REQUIREMENTS: Update the records from the line with "In this exercise you will mark the wooden footrest" to the line with "In this exercise you will mark the wooden slat" by replacing "thickest" with "widest" and leaving everything else unchanged. Return only those lines.

## start DATA LISTING

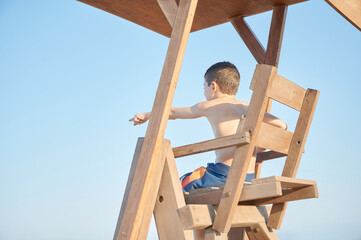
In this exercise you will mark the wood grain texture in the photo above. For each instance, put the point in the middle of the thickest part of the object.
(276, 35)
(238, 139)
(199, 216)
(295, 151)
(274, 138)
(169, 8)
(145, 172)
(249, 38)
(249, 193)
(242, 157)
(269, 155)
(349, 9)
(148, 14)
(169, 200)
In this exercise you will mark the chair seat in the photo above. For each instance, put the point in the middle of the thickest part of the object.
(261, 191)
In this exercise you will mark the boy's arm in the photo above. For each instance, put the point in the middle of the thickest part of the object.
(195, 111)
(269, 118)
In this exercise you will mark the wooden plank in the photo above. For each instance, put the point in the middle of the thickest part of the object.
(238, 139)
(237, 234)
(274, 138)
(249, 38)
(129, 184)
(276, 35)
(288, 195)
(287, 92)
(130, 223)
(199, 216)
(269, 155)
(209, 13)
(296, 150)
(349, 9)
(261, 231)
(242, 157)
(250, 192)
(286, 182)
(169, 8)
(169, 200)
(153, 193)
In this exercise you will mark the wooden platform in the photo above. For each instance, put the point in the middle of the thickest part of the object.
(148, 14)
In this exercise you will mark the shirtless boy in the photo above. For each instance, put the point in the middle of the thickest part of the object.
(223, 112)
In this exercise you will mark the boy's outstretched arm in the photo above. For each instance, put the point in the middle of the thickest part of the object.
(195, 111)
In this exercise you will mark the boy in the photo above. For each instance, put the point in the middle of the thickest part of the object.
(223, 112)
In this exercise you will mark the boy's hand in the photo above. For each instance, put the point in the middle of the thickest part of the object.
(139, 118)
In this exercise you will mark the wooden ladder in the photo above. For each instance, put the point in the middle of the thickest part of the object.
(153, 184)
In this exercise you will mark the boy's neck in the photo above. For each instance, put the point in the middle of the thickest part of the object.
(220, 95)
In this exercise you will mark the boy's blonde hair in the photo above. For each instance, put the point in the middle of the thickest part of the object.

## end DATA LISTING
## start DATA LISTING

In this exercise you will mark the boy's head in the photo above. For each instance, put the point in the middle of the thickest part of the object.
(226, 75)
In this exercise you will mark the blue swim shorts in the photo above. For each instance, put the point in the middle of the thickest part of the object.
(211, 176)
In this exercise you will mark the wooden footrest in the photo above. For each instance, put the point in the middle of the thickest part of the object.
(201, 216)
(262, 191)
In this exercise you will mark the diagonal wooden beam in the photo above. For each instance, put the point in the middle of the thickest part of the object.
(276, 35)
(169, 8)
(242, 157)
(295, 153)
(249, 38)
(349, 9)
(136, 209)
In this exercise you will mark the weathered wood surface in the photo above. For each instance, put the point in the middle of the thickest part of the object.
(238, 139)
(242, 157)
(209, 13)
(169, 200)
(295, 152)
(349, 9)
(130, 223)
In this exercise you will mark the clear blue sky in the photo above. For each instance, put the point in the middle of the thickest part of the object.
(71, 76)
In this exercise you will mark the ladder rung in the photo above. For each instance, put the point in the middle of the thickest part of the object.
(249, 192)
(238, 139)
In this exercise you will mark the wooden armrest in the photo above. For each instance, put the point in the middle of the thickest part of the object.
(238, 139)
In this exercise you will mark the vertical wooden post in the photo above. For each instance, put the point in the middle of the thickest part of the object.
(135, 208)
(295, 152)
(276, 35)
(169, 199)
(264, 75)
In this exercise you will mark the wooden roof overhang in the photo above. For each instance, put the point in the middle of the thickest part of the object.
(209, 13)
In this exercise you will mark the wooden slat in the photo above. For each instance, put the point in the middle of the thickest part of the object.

## end DATA LISTING

TASK RESULT:
In this exercise you will mark the wooden footrest in the photo above. For each instance, put the point in the middle of the widest part of the object.
(201, 216)
(262, 191)
In this exercise you will mark the diagonal wooden beam in the photo above. For each instance, put the point in the middle of the widest part of the object.
(276, 35)
(169, 8)
(242, 157)
(295, 153)
(249, 38)
(349, 9)
(136, 209)
In this exercise you will mark the weathered wood surface in the photo above. For each instance, put the point in the middle of the widest part of the object.
(238, 139)
(242, 157)
(209, 13)
(169, 200)
(295, 152)
(349, 9)
(130, 223)
In this exercise you will mark the clear blue sky in the photo above. For each instance, put the point in the middle of the widest part of the object.
(71, 76)
In this exercise you will mark the ladder rung in the photo above. For each instance, put the point in the middle of the widest part of the object.
(249, 192)
(238, 139)
In this exercise you will mark the wooden armrest in the photo above. For each instance, put the point in the middle of the widest part of the object.
(238, 139)
In this exercise you will mark the vertical wooden post in the photo above. For each instance, put the point in the middle of the widest part of the object.
(135, 208)
(295, 152)
(276, 35)
(169, 199)
(264, 75)
In this exercise you will mark the wooden roof overhang in the photo above. For each instance, put the point in the middle of the widest part of the object.
(209, 13)
In this exercise you will mark the wooden slat in the photo above. For each instance, put the point in the middle of the widest part of the object.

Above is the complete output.